--- SOURCE RECORDS Enclosed Below ---
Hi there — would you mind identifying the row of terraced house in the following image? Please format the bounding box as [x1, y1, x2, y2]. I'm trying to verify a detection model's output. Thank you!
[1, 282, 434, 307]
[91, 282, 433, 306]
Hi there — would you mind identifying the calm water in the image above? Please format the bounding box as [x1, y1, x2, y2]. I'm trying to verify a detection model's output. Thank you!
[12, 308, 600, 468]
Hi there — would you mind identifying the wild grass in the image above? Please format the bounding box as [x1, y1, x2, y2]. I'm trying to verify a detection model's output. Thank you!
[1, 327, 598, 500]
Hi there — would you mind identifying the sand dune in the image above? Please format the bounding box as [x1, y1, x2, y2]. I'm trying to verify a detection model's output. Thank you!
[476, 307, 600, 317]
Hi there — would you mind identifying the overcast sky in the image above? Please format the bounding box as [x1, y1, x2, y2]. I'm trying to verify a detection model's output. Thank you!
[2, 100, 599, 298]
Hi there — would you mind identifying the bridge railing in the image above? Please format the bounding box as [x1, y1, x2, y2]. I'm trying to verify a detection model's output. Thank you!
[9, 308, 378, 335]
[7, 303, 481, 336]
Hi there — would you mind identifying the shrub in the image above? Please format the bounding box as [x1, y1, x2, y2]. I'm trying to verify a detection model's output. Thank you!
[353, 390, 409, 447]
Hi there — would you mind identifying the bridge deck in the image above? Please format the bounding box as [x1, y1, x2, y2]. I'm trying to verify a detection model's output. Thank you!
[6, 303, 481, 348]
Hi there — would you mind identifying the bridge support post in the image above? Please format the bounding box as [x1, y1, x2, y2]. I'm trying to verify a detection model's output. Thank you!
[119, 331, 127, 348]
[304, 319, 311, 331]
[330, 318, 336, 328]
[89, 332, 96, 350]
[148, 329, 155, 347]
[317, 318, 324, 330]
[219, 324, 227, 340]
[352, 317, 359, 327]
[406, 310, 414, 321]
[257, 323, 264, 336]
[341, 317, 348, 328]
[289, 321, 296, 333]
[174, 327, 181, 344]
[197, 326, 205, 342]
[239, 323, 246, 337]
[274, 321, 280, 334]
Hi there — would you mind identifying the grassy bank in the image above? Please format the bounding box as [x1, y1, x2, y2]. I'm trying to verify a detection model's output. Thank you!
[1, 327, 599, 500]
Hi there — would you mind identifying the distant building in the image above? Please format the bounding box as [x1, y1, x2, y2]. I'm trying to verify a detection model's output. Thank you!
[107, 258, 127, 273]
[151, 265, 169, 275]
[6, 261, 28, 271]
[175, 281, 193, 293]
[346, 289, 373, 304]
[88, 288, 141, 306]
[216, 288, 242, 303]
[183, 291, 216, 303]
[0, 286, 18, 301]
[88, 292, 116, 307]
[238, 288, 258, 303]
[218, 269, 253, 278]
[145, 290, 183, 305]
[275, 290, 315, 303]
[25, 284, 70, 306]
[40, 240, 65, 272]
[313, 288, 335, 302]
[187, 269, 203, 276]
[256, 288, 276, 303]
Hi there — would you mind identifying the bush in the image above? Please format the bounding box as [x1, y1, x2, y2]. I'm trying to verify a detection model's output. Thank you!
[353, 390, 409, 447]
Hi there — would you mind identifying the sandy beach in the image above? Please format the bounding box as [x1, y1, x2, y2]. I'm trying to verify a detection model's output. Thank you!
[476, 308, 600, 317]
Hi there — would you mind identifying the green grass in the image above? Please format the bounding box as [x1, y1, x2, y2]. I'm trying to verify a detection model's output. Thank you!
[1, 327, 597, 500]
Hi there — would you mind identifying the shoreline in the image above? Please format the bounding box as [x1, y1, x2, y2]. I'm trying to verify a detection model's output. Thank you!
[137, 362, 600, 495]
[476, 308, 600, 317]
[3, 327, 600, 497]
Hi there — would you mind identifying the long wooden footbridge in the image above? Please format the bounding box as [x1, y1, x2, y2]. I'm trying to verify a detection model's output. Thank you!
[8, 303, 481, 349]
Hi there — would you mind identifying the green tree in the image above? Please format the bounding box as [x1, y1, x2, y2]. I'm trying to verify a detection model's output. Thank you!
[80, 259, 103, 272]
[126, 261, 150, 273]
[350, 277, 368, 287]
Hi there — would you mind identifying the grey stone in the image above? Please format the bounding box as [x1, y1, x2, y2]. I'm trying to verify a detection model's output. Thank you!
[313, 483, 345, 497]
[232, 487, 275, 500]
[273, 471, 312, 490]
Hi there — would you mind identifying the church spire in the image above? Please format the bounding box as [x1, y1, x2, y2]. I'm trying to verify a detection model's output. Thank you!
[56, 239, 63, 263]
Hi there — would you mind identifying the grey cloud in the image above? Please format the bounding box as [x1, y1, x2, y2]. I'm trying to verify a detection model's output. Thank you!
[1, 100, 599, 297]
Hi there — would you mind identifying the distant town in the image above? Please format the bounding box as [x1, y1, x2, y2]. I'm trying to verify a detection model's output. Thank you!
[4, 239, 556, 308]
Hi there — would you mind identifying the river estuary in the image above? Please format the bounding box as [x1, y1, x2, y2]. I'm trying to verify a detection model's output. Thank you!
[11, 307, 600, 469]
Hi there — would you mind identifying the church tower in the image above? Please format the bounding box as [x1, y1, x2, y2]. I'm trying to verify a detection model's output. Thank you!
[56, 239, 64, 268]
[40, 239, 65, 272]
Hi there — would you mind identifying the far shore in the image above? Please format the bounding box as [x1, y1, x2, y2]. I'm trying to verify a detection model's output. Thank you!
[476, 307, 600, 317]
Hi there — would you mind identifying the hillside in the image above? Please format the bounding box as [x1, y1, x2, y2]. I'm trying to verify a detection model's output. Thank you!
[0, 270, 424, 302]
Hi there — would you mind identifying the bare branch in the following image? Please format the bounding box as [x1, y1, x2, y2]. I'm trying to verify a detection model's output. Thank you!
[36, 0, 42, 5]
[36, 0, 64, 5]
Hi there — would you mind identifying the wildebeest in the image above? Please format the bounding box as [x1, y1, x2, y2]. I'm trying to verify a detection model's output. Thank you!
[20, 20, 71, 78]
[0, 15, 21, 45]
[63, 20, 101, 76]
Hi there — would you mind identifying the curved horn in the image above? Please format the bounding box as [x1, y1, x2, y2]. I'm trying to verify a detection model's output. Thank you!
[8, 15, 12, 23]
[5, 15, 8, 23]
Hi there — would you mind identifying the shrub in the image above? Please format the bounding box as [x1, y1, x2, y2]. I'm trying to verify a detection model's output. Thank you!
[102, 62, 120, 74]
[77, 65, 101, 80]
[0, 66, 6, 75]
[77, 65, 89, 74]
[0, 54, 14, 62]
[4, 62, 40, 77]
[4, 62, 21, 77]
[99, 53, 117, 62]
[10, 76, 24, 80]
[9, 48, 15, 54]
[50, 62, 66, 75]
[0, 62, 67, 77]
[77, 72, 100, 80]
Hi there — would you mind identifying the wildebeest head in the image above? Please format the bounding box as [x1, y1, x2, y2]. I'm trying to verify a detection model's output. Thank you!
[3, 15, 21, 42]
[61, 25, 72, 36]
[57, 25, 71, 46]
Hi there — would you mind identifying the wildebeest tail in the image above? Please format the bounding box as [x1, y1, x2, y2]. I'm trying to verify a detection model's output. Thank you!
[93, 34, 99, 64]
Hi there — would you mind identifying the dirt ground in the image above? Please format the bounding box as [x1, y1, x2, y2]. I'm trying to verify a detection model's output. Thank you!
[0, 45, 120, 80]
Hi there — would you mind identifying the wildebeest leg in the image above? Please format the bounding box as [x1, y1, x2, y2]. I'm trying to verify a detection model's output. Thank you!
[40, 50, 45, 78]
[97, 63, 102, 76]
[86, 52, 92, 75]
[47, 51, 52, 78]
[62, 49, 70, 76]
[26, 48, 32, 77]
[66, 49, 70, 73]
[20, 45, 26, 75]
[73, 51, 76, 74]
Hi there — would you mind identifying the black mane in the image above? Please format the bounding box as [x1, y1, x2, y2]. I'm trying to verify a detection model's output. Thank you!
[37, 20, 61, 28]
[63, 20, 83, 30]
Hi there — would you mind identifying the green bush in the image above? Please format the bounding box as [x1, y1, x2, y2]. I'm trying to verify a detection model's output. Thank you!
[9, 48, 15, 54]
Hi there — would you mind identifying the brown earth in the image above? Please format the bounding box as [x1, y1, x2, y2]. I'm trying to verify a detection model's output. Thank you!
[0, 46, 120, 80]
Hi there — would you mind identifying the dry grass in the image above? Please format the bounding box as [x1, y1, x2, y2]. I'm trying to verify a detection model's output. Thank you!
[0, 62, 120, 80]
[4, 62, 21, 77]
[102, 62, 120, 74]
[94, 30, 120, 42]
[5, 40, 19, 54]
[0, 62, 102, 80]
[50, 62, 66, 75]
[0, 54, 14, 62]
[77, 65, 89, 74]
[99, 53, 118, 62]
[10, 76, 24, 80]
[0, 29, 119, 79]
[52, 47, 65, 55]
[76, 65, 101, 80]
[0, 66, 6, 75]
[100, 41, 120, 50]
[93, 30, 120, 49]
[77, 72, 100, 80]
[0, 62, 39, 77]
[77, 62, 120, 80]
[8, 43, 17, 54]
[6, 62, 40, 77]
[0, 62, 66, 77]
--- End of Enclosed SOURCE RECORDS ---
> **HOW TO COMPLETE THIS TASK**
Set down, please, the lines from the line holding "Hi there — would you mind identifying the green bush" through the final line of the data, exactly and with nothing added.

> **RESULT**
Hi there — would you mind identifying the green bush in the image above? Please format the bounding box as [x1, y1, x2, y2]. I'm trying to verify a detection model's output. Thank you!
[9, 48, 15, 54]
Hi there — would you mind identifying the brown earth in the image above? Please format the bounding box as [x1, y1, x2, y2]. I'm trying to verify a detection model's output. Thank you!
[0, 46, 120, 80]
Hi there — would you mind identifying the dry grass in the image above? Please format the bounding box as [x1, y1, x2, y2]. I'm trying to verify a detection model's output. Thank you!
[0, 62, 120, 80]
[4, 62, 21, 77]
[102, 62, 120, 74]
[94, 30, 120, 42]
[5, 40, 19, 54]
[0, 62, 102, 80]
[50, 62, 66, 75]
[0, 54, 14, 62]
[77, 65, 89, 74]
[99, 53, 118, 62]
[10, 76, 24, 80]
[0, 29, 119, 79]
[52, 47, 65, 55]
[76, 65, 101, 80]
[0, 66, 6, 75]
[100, 41, 120, 50]
[93, 30, 120, 49]
[77, 72, 100, 80]
[0, 62, 39, 77]
[77, 62, 120, 80]
[8, 43, 17, 54]
[6, 62, 40, 77]
[0, 62, 66, 77]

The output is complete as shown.